**What to do:**
Write the data below out again in full, exactly as shown.

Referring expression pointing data

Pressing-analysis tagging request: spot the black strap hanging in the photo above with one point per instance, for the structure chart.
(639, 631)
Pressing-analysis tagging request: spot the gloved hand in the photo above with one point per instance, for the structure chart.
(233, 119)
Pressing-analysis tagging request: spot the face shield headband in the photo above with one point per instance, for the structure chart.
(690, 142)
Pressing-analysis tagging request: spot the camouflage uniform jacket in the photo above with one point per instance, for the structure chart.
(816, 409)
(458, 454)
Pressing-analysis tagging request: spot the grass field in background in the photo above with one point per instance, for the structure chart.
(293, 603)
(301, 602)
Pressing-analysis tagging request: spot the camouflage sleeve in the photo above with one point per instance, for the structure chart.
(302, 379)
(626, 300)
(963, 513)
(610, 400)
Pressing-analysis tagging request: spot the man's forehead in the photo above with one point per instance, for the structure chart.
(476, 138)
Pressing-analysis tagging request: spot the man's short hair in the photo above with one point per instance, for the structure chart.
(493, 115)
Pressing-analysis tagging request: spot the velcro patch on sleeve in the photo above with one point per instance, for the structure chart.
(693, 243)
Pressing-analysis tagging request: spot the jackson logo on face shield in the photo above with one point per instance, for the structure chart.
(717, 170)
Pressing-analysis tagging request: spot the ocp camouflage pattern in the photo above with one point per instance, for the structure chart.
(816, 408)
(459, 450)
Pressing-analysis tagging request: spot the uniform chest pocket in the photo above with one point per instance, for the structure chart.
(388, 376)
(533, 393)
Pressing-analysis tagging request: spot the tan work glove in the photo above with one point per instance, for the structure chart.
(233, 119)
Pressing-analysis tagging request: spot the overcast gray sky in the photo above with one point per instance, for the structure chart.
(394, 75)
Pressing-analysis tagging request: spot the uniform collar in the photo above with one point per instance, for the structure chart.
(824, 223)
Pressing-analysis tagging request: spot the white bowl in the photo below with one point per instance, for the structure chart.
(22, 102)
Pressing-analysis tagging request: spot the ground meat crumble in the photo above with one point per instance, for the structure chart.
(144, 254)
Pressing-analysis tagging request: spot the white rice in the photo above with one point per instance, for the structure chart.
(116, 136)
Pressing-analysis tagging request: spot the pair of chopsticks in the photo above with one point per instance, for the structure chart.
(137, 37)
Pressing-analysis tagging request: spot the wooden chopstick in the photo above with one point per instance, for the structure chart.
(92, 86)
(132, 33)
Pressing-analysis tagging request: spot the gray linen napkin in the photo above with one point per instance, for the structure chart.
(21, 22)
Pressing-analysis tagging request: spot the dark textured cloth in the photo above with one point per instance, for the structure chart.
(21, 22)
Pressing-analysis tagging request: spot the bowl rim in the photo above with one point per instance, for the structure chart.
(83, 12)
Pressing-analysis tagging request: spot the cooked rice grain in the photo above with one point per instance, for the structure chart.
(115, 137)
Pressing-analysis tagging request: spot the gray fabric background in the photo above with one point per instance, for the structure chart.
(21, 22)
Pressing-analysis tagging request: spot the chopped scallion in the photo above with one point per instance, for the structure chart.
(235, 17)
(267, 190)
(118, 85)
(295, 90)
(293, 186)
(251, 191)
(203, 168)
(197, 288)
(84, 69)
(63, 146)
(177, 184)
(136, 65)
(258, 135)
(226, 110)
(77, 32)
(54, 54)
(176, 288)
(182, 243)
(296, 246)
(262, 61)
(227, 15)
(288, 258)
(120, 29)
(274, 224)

**Response for this exercise:**
Pressing-analysis tagging request: spot the black strap hanging in the photo above with one point per instance, for the structure chart.
(639, 631)
Pressing-analysis tagging request: spot the gloved hand in the photo above with one point per instance, for the structure chart.
(233, 119)
Pressing-analysis tagging request: spot the face shield headband in the photo above with one point per instance, for the structure chart.
(690, 142)
Pressing-analysis tagging request: spot the camouflage uniform jacket in the photo above with one point per instance, for the structure chart.
(816, 409)
(458, 454)
Pressing-analysis tagging request: spot the grass field in background in the photo above with one point per instance, for the structure chart.
(293, 603)
(301, 602)
Pressing-analysis tagging request: spot the camouflage sleeve in the photo above with one point per instance, for the structure chart.
(302, 379)
(626, 300)
(963, 513)
(610, 400)
Pressing-analysis tagging request: spot the man's forehead in the photo above with one point per instance, for the structure chart.
(476, 138)
Pressing-analysis tagging request: spot the man's short hair in the photo above with one point per instance, for the structure chart.
(493, 115)
Pressing-analysis tagging request: spot the velcro patch on sleeve in the photo above with one point per instance, for the structure chart.
(693, 243)
Pressing-analysis tagging request: spot the jackson logo on face shield in the photo above with one point per instance, for the structure chart.
(717, 170)
Pressing-analysis tagging request: spot the ocp camouflage pattern in the photo above with one point per instance, for the structure chart.
(816, 408)
(459, 450)
Pressing-analysis tagging request: spot the uniform chest pocket in the photo above with one point per instance, for the structure chart.
(388, 376)
(533, 393)
Pressing-analysis tagging request: spot the tan work glove in the photo above with one point per instance, for the structure chart.
(233, 119)
Pressing-analysis tagging request: spot the overcast gray sky in the photo above with one point per instance, for the structure chart.
(394, 75)
Pressing-analysis tagging request: spot the uniform collar in the photo above with one point per instance, for the structure chart.
(824, 223)
Pressing-analysis tagging request: spot the white bowl in the photo below with one point per instance, for the structure chart.
(22, 102)
Pressing-analysis tagging request: spot the ground meat crumble in the photo above with one point per instance, for the structure chart.
(144, 254)
Pressing-analysis tagging request: spot the white rice in the photo above with one point per instance, for the structure chart.
(116, 136)
Pressing-analysis tagging request: spot the pair of chopsticks in the photo above with one point per instance, for the structure chart.
(137, 37)
Pressing-analysis tagging request: spot the wooden chopstick in the photo above with one point per instance, for the structure chart.
(92, 86)
(132, 33)
Pressing-analysis tagging request: spot the gray linen napkin in the photo above with one point per instance, for the structure chart.
(21, 22)
Pressing-analysis tagging request: spot the dark textured cloth in the photo above with one point per instance, for the structure chart.
(21, 22)
Pressing-analysis tagging request: spot the bowl rim in the photo above with one point per instance, for the structure chart.
(83, 12)
Pressing-analysis tagging request: spot the cooked rice grain in the photo above with one point per instance, for the structure chart.
(115, 137)
Pressing-analysis tagging request: spot the gray fabric background in the photo above with one point per instance, for the structure chart.
(21, 22)
Pressing-analysis tagging request: spot the chopped scallion in the photo above with one point per instance, for the structure chart.
(235, 17)
(267, 190)
(118, 85)
(295, 90)
(293, 186)
(251, 191)
(203, 168)
(197, 288)
(84, 69)
(63, 146)
(177, 184)
(136, 65)
(258, 135)
(226, 110)
(77, 32)
(54, 54)
(176, 288)
(182, 243)
(296, 246)
(262, 61)
(227, 15)
(288, 258)
(120, 29)
(274, 224)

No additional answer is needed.